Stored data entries
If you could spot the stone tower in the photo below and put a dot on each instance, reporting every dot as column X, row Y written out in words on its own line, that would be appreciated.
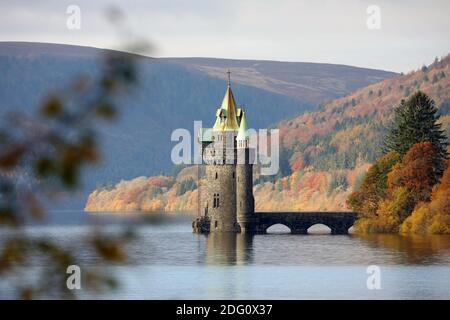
column 227, row 191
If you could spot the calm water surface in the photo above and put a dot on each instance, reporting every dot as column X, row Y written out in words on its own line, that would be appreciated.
column 167, row 261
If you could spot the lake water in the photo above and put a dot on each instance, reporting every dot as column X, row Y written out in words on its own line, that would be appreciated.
column 168, row 261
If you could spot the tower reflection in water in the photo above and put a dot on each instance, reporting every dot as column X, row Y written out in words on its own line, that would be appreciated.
column 229, row 248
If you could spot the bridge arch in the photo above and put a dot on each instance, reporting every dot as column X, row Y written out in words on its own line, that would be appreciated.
column 319, row 228
column 278, row 228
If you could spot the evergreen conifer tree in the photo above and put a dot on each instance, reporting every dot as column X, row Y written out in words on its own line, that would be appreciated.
column 416, row 120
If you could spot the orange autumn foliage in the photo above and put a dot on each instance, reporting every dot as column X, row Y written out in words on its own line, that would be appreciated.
column 417, row 171
column 432, row 217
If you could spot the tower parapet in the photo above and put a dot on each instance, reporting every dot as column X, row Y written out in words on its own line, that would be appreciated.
column 227, row 192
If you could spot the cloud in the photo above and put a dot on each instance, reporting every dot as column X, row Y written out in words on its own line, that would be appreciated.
column 412, row 32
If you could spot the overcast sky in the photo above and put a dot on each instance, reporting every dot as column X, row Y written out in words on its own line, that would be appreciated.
column 413, row 32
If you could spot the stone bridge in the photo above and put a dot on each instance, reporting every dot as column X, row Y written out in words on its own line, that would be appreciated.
column 299, row 222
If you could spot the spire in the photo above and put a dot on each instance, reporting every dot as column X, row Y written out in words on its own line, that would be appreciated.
column 242, row 133
column 226, row 115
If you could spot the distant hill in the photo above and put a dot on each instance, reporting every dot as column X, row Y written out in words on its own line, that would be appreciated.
column 311, row 82
column 171, row 94
column 324, row 156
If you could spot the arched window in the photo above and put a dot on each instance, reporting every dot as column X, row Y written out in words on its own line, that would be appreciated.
column 216, row 200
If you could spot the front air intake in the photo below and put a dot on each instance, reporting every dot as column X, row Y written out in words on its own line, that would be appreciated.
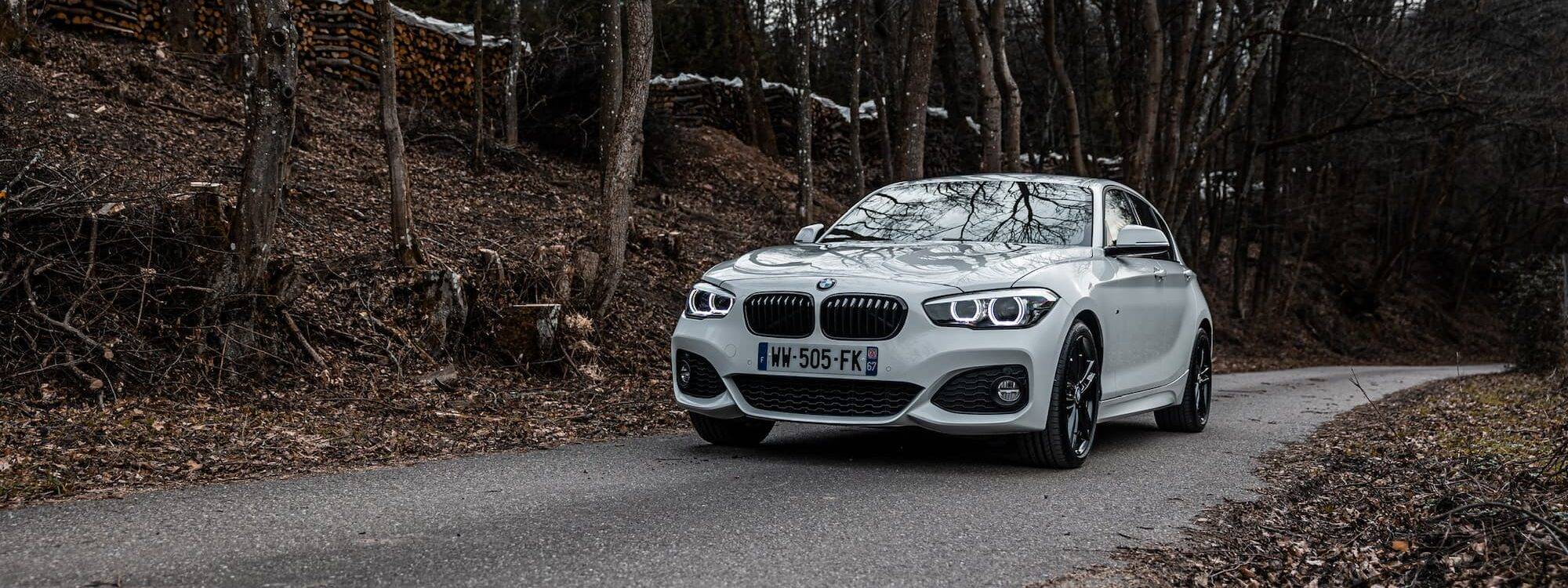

* EXERCISE INSTRUCTIONS
Copy each line of the records above without change, but do not include any picture.

* COMPLETED EXERCISE
If you could spot the stone tower in the photo below and put a dot on each instance, reporting every dot as column X, row Y written out in words on its own line, that would be appreciated.
column 227, row 191
If you could spot the calm water surface in the photo above and put a dot on each instance, reporting every dot as column X, row Y written out in words on its own line, that would be appreciated.
column 167, row 261
If you could spot the lake water in the photo above and put a dot on each instance, reporting every dot as column X, row Y written out in words on its own line, that would be appreciated.
column 168, row 261
If you could spot the tower reflection in water in the photo above and put a dot on each instance, reporting every dot as column X, row Y written out in words on its own line, that would be appreciated.
column 229, row 248
If you could spot the bridge arch in the photo above and put a dot on each instance, reporting every dot as column X, row Y written out in words on its own line, that would be appreciated.
column 319, row 228
column 278, row 228
If you could spot the evergreen conifer tree in the photo above and put a dot on each instance, reporting every dot as column X, row Y written out in words on its own line, that would be appreciated.
column 416, row 120
If you could spot the orange autumn foliage in the photo above and put a dot on each instance, reporting every dot as column X, row Y written out in words on its own line, that would be appreciated.
column 417, row 171
column 432, row 217
If you could spot the tower parapet in the photo above and put a dot on each instance, reporting every dot as column X, row Y written out in words on its own line, that would be appreciated.
column 227, row 192
If you could spot the cloud in the photo above and put a dot on each instance, reporting every dot as column X, row Y written out in words on its own line, that would be appreciated.
column 412, row 32
If you could spot the overcast sky in the photo above and put a dot on each instance, reporting every dot as column X, row Y written out in words on its own line, that would be appreciated.
column 413, row 32
If you could spot the stone bridge in the photo above and put a dot on each instance, reporting every dot as column X, row Y written out in words on its own line, that would be appreciated.
column 299, row 222
If you could spot the spire in the photo above and put a dot on each instance, reporting every dot as column X, row Y written out in words on its own line, that would be appreciated.
column 242, row 133
column 226, row 115
If you could spot the distant hill in the photo above and put a dot on each instance, reporting every dot as column X, row Y written out in words on its own line, that would be appreciated.
column 311, row 82
column 171, row 94
column 324, row 156
If you could spot the arched window in the photo above and put a dot on each instance, reporting every dot as column X, row Y written out in words on its own line, that would be appreciated.
column 216, row 200
If you could spot the front air intake in the photo below and put a dot on each instance, reporting every dot as column X, row Y written out in words on its own line, that would be appreciated.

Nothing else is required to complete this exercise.